Requests:
1. Answer these questions using the forum thread:
(a) What is the name of Jacqui's horse?
(b) According to PerfectNote, how many weeks are left in the Master's program?
(c) Which state does PerfectNote name as requiring credit hours equal to a Master's for a CPA license?
2. In the forum thread, copy the stretch from "Hello I'm also" through "for my Masters." word for word.
3. List every distinct username that posts in the forum thread, each one only once.

Article:
* * *

# Hey everyone!



## PerfectNote (Feb 19, 2014)

Hi everyone; I am totally new to this forum thing! Looking forward to learning from everyone and meeting new people though. My name is Jacqui, I'm 27, mother to two awesome little girls (4 yrs and 3 mths), have a horse named Choctaw, a dog named Roxy, a kitty named Kindle, run a business from home, and am going to school for my Master's in Accounting. Taking the CPA exams this fall :S I have been in love with horses since I was tiny, got my first horse at 9, and Choctaw is my 2nd horse, had him for 12 years. I was in 4-H for 10 years, Pony Club for about 5, worked at, rode at, and managed a barn back home in Alaska for years. Mainly an english and dressage rider, love jumping but less proficient there, and really want to get into eventing and foxhunting over here on the East Coast! So without writing a novel, that's a little about me


----------



## Zexious (Aug 2, 2013)

Welcome to the forum ^^ You'll have to post pics of Choctaw and the gang.


----------



## AppleTime (Feb 19, 2014)

Hello I'm also new here but already loving it hope you do to 
_Posted via Mobile Device_


----------



## jcraig10 (Sep 14, 2012)

Accounting! Whoop Whoop!!!!! I have my BS but haven't decided yet whether to go back or not for my Masters.

Welcome


----------



## tinyliny (Oct 31, 2009)

Welcome Jacqui. I hope you have time to hang out here, 'cause you sound like ONE busy woman!


----------



## loveduffy (Dec 22, 2011)

Welcome to the forum hope you like this place as much as I do I wish I had more time to read all the threads


----------



## gigem88 (May 10, 2011)

Howdy and welcome!


----------



## AFull99 (Feb 21, 2014)

welcome


----------



## PerfectNote (Feb 19, 2014)

I do need to get some pictures of them up! I am still trying to make time to get the hang of this forum thing


----------



## PerfectNote (Feb 19, 2014)

Here in MD you need the credit hours equivalent to a Master's for your CPA license - so I went for the Master's. Hasn't been fun but only 9 weeks left!


----------



## PerfectNote (Feb 19, 2014)

I have not really found the time yet - hence how long it has taken to reply  I am working on it though as I'd love to be active and get to know everyone!


----------

* * *

Data:
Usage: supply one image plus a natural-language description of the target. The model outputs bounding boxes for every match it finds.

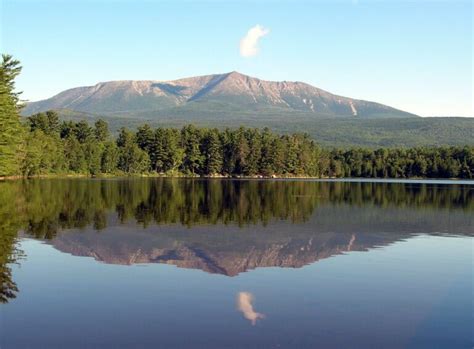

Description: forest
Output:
[0,55,474,179]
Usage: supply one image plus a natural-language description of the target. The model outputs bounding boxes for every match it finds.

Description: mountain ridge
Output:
[23,71,416,118]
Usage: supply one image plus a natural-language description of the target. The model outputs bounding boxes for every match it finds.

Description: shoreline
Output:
[0,174,474,184]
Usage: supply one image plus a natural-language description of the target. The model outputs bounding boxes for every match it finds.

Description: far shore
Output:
[0,173,474,183]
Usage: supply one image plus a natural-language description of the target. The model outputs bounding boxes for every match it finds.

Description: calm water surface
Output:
[0,179,474,349]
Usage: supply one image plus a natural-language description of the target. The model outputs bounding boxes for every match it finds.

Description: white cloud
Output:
[237,292,265,325]
[240,24,270,57]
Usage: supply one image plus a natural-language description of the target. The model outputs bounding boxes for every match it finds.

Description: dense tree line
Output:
[0,55,474,178]
[10,115,474,178]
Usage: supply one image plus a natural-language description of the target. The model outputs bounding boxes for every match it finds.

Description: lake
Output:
[0,178,474,348]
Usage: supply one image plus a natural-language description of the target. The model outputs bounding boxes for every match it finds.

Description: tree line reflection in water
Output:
[0,178,474,302]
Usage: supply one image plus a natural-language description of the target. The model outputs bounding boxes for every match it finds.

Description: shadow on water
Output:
[0,178,474,302]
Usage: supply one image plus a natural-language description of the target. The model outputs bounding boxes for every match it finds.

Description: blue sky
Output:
[0,0,473,116]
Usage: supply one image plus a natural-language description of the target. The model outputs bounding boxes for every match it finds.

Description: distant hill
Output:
[24,72,414,118]
[23,72,474,147]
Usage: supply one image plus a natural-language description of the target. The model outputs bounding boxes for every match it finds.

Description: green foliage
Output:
[0,55,24,176]
[3,112,474,178]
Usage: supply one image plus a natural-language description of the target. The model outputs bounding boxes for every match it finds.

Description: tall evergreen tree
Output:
[0,55,24,176]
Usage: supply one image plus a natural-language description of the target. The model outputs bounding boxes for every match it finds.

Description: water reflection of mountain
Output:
[0,178,474,302]
[45,206,474,276]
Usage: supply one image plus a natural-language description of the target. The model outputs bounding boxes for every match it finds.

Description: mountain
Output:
[24,71,415,119]
[23,72,474,147]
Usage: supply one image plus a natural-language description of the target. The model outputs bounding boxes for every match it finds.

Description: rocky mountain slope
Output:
[24,71,414,119]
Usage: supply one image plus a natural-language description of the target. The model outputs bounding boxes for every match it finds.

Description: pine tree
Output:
[0,55,24,176]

* * *

Outputs for the tasks:
1.
(a) Choctaw
(b) 9 weeks
(c) MD

2.
Hello I'm also new here but already loving it hope you do to 
_Posted via Mobile Device_


----------



## jcraig10 (Sep 14, 2012)

Accounting! Whoop Whoop!!!!! I have my BS but haven't decided yet whether to go back or not for my Masters.

3.
PerfectNote
Zexious
AppleTime
jcraig10
tinyliny
loveduffy
gigem88
AFull99